--- PASSAGE ---

Our stories. Our history. Our city.


What and who are the makers of Brockton’s history? What stories are woven together that help us make sense of, remember, and celebrate Brockton’s vibrant past—and the present on its way to becoming the past? These are just some of the questions this project seeks to answer.


This is a crowd-sourced museum created by the people of Brockton. We have asked Brockton’s residents to bring us one thing—a photograph, varsity jacket, painting, poetry, song, newspaper clipping, yearbook, wedding announcement, shoe, pencil sharpener—anything that has a personal story and that somehow relates to their time in Brockton. Less about Brockton history and more about the people of Brockton, less about objects and more about the stories and meanings these objects hold, the People’s Museum celebrates the diversity of perspectives and people who call Brockton home.

Everyone completes a submission form that indicates the significance of the item and the reasons it was chosen to be part of the project. Items already submitted have been curated into an exhibit at the Gallery at Enso Flats but collection continues.


Help us make history! If you live in Brockton and want to contribute to this exciting community project:

  • Bring a personal object or keepsake to the Gallery at Enso Flats, 50 Center Street, Brockton
  • Fill out a submission form
  • Tell us your story

Your story is important to us!

For more information, contact Kara McCormack at 617-686-4113 or kara@karamccormack.com.

Click here to visit our Facebook page and to see photos from our closing reception.


How this Project Came About

While driving in downtown Brockton in the summer of 2016 in search for a particular store, I realized how different the landscape of downtown is from how it was when I was growing up in the 1970s and 1980s. Gone are the Polynesian restaurant, the high-end women’s boutique, and business offices. In their place are empty storefronts and abandoned buildings, but also vibrant restaurants and specialty stores, serving an ever-diversifying community in the “City of Champions” and outside my own memories as a child here.

My family moved to Brockton from Stoughton, Massachusetts, in 1968. My Irish-American parents were both born and raised in Boston. My mother, Anne, grew up in Jamaica Plain, the daughter of an Irish-American police officer and Irish-Portuguese-American department store employee. My father, Bob, grew up in Dorchester, the son of a U.S. southern-born Irish-American roofer and an Irish-Canadian-American homemaker. My parents decided on Brockton because of its opportunities for raising a family: good schools, affordable homes, and easy access to the highway. They had no real connection to the 19th century history of this world-famous shoe-manufacturing city, although we did buy our shoes at the Taymor Shoe Company on Montello Street. That building is now gone.

---

- WORK TO COMPLETE
a: According to the People's Museum page, in what year did the writer's family move to Brockton from Stoughton?
b: Copy word for word the section of the People's Museum page from "This is a crowd-sourced" to "call Brockton home.".

--- COLLECTED MATERIAL ---

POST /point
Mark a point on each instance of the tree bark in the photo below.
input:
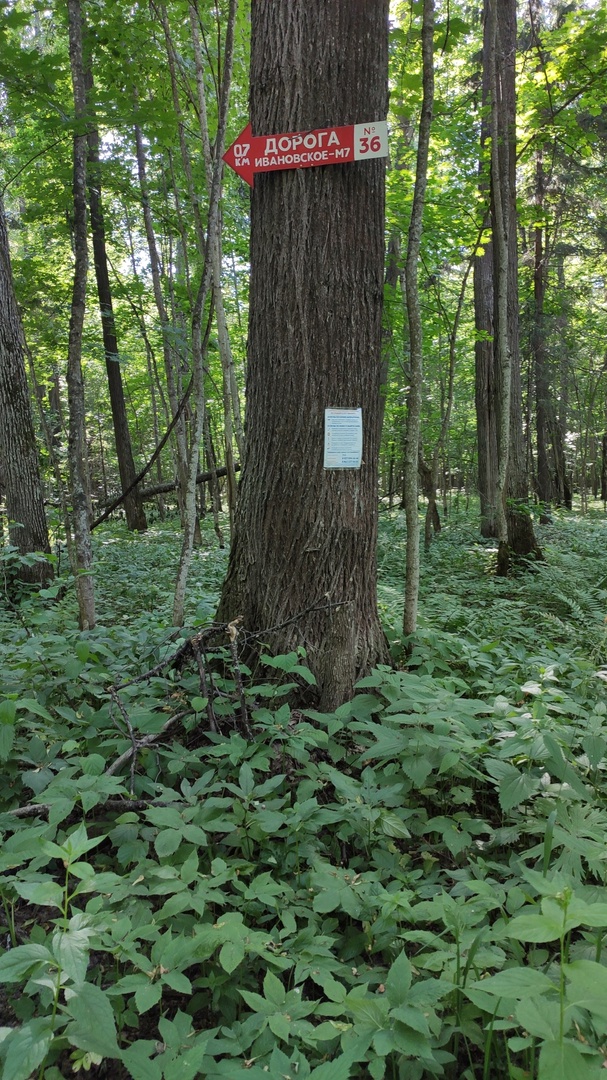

---

- RESPONSES BY TASK
a: 1968

b:
This is a crowd-sourced museum created by the people of Brockton. We have asked Brockton’s residents to bring us one thing—a photograph, varsity jacket, painting, poetry, song, newspaper clipping, yearbook, wedding announcement, shoe, pencil sharpener—anything that has a personal story and that somehow relates to their time in Brockton. Less about Brockton history and more about the people of Brockton, less about objects and more about the stories and meanings these objects hold, the People’s Museum celebrates the diversity of perspectives and people who call Brockton home.